▶ _Task details_: Render the listing below as a Markdown table with two columns, Row and Line, giving each line its own row number and leaving out any blank lines.

▶ _Input_:
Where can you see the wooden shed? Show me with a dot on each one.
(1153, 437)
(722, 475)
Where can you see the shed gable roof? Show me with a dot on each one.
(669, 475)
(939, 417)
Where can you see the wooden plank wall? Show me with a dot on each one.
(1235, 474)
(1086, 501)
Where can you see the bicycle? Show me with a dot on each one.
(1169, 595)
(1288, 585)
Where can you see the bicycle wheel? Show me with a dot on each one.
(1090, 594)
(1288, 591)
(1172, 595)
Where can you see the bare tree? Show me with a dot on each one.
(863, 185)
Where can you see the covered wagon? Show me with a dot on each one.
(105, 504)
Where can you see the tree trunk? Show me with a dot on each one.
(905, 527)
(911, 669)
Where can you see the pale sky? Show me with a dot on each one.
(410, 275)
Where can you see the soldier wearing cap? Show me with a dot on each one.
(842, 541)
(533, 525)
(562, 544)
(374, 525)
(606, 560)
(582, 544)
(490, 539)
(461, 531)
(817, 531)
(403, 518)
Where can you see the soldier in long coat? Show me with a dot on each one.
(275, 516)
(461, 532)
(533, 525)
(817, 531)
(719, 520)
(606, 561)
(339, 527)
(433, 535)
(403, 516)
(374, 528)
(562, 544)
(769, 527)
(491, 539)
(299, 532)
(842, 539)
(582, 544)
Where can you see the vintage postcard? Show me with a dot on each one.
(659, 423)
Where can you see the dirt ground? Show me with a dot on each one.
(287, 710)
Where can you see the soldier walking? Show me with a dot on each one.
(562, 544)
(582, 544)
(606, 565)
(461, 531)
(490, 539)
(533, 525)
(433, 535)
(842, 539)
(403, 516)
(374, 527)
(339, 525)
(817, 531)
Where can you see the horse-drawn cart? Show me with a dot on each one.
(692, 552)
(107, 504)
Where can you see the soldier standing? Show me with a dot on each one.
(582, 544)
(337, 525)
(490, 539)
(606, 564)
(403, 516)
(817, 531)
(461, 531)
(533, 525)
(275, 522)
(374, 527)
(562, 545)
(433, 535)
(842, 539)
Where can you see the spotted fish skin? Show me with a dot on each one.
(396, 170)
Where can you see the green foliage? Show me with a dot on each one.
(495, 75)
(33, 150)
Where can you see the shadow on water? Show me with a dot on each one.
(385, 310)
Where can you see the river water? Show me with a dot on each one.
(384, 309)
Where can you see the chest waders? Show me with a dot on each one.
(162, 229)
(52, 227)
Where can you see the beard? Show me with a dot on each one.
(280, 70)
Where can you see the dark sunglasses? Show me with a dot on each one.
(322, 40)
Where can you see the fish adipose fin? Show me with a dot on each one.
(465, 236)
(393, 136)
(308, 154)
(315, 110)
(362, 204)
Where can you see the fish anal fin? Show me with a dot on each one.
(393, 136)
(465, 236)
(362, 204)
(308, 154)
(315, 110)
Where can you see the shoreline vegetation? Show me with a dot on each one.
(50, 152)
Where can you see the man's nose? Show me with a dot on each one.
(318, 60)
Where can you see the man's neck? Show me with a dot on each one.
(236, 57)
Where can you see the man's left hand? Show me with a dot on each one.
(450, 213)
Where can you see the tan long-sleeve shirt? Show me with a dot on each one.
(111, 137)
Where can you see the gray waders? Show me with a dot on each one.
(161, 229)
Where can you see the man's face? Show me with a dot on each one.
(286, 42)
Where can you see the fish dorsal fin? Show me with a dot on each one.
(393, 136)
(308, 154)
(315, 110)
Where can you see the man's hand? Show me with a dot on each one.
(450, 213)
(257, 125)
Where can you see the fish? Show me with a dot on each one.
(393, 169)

▶ _Exercise output_:
| Row | Line |
|---|---|
| 1 | Where can you see the wooden shed? Show me with a dot on each one. |
| 2 | (1153, 437) |
| 3 | (722, 475) |
| 4 | Where can you see the shed gable roof? Show me with a dot on each one. |
| 5 | (669, 475) |
| 6 | (939, 417) |
| 7 | Where can you see the wooden plank wall? Show me with a dot on each one. |
| 8 | (1235, 474) |
| 9 | (1086, 501) |
| 10 | Where can you see the bicycle? Show me with a dot on each one. |
| 11 | (1169, 595) |
| 12 | (1288, 585) |
| 13 | Where can you see the bicycle wheel? Show me with a dot on each one. |
| 14 | (1090, 594) |
| 15 | (1288, 591) |
| 16 | (1172, 595) |
| 17 | Where can you see the bare tree? Show me with a dot on each one. |
| 18 | (863, 185) |
| 19 | Where can you see the covered wagon? Show me with a dot on each one. |
| 20 | (105, 504) |
| 21 | Where can you see the tree trunk? Show me with a dot on each one. |
| 22 | (905, 527) |
| 23 | (911, 669) |
| 24 | Where can you see the pale sky? Show me with a dot on each one. |
| 25 | (410, 275) |
| 26 | Where can you see the soldier wearing cap? Show me with a dot on each one. |
| 27 | (842, 541) |
| 28 | (533, 525) |
| 29 | (562, 544) |
| 30 | (374, 525) |
| 31 | (606, 560) |
| 32 | (582, 544) |
| 33 | (490, 539) |
| 34 | (461, 531) |
| 35 | (817, 531) |
| 36 | (403, 518) |
| 37 | Where can you see the soldier in long coat? Show me with a dot on each one. |
| 38 | (275, 516) |
| 39 | (461, 532) |
| 40 | (533, 525) |
| 41 | (817, 531) |
| 42 | (719, 520) |
| 43 | (606, 561) |
| 44 | (339, 527) |
| 45 | (433, 535) |
| 46 | (403, 516) |
| 47 | (374, 528) |
| 48 | (562, 544) |
| 49 | (769, 527) |
| 50 | (491, 539) |
| 51 | (299, 532) |
| 52 | (842, 539) |
| 53 | (582, 544) |
| 54 | Where can you see the vintage postcard? Show me with a dot on each one. |
| 55 | (659, 423) |
| 56 | Where can you see the dirt ground? Show me with a dot on each one. |
| 57 | (287, 710) |
| 58 | Where can you see the soldier walking? Show me with a dot on each one. |
| 59 | (562, 544) |
| 60 | (582, 544) |
| 61 | (606, 565) |
| 62 | (461, 531) |
| 63 | (490, 539) |
| 64 | (533, 525) |
| 65 | (433, 535) |
| 66 | (842, 539) |
| 67 | (403, 516) |
| 68 | (374, 527) |
| 69 | (339, 525) |
| 70 | (817, 531) |
| 71 | Where can you see the horse-drawn cart? Show me with a dot on each one. |
| 72 | (692, 552) |
| 73 | (107, 504) |
| 74 | Where can you see the soldier standing? Show me with a dot on each one. |
| 75 | (582, 544) |
| 76 | (337, 525) |
| 77 | (490, 539) |
| 78 | (606, 564) |
| 79 | (403, 516) |
| 80 | (817, 531) |
| 81 | (461, 531) |
| 82 | (533, 525) |
| 83 | (275, 522) |
| 84 | (374, 527) |
| 85 | (562, 545) |
| 86 | (433, 535) |
| 87 | (842, 539) |
| 88 | Where can you see the spotted fish skin? Show me with a dot on each one. |
| 89 | (396, 170) |
| 90 | Where can you see the green foliage? Show me with a dot on each one. |
| 91 | (495, 75) |
| 92 | (33, 150) |
| 93 | Where can you see the shadow on water? Show me with a dot on each one. |
| 94 | (385, 310) |
| 95 | Where can you see the river water? Show me with a dot on each one. |
| 96 | (384, 309) |
| 97 | Where can you see the chest waders? Show me with a dot on each one. |
| 98 | (162, 229) |
| 99 | (52, 227) |
| 100 | Where can you see the beard? Show me with a dot on each one. |
| 101 | (280, 70) |
| 102 | Where can you see the dark sunglasses? Show me with a dot on each one. |
| 103 | (322, 40) |
| 104 | Where can you see the fish adipose fin? Show me with a dot on each one. |
| 105 | (465, 236) |
| 106 | (393, 136) |
| 107 | (308, 154) |
| 108 | (315, 110) |
| 109 | (362, 204) |
| 110 | Where can you see the fish anal fin? Show me with a dot on each one. |
| 111 | (393, 136) |
| 112 | (465, 236) |
| 113 | (362, 204) |
| 114 | (308, 154) |
| 115 | (315, 110) |
| 116 | Where can you see the shoreline vegetation? Show me with a dot on each one. |
| 117 | (50, 152) |
| 118 | Where can you see the man's nose? Show me with a dot on each one. |
| 119 | (318, 60) |
| 120 | Where can you see the man's neck? Show me with a dot on each one. |
| 121 | (236, 57) |
| 122 | Where can you see the man's left hand? Show me with a dot on each one. |
| 123 | (450, 213) |
| 124 | Where can you see the tan long-sleeve shirt? Show me with a dot on each one. |
| 125 | (111, 137) |
| 126 | Where can you see the gray waders? Show me with a dot on each one. |
| 127 | (161, 229) |
| 128 | Where can you see the man's face? Show me with a dot on each one. |
| 129 | (286, 42) |
| 130 | Where can you see the fish dorsal fin? Show me with a dot on each one. |
| 131 | (393, 136) |
| 132 | (308, 154) |
| 133 | (315, 110) |
| 134 | Where can you see the man's hand? Show me with a dot on each one. |
| 135 | (450, 213) |
| 136 | (257, 125) |
| 137 | Where can you see the fish? Show me with a dot on each one. |
| 138 | (393, 169) |